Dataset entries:
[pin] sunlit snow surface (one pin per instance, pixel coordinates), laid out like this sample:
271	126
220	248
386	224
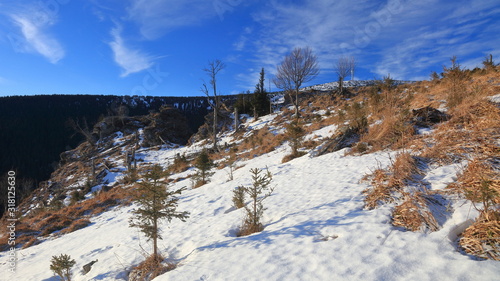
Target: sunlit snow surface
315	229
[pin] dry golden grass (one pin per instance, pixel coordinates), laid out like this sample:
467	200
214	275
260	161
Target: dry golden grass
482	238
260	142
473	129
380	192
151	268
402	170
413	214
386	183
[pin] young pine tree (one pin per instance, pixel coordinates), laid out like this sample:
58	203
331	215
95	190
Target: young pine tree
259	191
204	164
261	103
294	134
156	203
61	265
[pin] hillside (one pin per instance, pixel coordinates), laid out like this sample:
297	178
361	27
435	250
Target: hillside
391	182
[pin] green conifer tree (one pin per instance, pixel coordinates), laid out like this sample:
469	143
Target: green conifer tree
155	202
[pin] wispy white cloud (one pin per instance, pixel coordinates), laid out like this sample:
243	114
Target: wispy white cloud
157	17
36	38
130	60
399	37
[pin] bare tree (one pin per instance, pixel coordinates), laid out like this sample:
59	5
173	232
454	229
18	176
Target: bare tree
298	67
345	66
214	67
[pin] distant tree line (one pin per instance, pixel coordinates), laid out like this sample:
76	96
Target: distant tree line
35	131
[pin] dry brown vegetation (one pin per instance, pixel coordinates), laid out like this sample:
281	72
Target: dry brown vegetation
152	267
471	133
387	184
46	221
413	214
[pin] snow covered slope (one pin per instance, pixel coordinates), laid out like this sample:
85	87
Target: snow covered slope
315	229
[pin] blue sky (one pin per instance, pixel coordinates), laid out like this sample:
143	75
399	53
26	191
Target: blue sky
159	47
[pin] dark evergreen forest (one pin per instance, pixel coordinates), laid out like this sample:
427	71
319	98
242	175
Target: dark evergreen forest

*Instructions to follow*:
Look for the line that contains "[pin] bare tree" in the entries above. Set it down, along with all later lines, exactly as written.

*Solution to this problem*:
[pin] bare tree (one pin per instance, pixel coordinates), laid out like this sample:
59	5
173	232
454	229
18	176
Target: bare tree
298	67
345	66
214	67
[pin] distant tree line (one pin per instance, pixel coordinates), laid out like this sample:
76	96
Target: distant tree line
35	131
[pin] dry brown vegetation (one pin per instance, pixel coordinates), laid out like this sample:
281	72
Target: dry brown vegetation
152	267
471	133
387	184
46	221
413	214
[pin] snow covered slope (one pin per instance, pixel coordinates), laid out like this sample:
85	87
Target: snow covered slope
315	229
[pin] blue sky (one pin per instance, pixel coordinates), laid out like this sample:
143	75
399	53
26	191
Target: blue sky
159	47
[pin] dark evergreen forest (one pin per instance, pixel coordinates), laid out like this sample:
427	71
319	98
242	175
Target: dark evergreen forest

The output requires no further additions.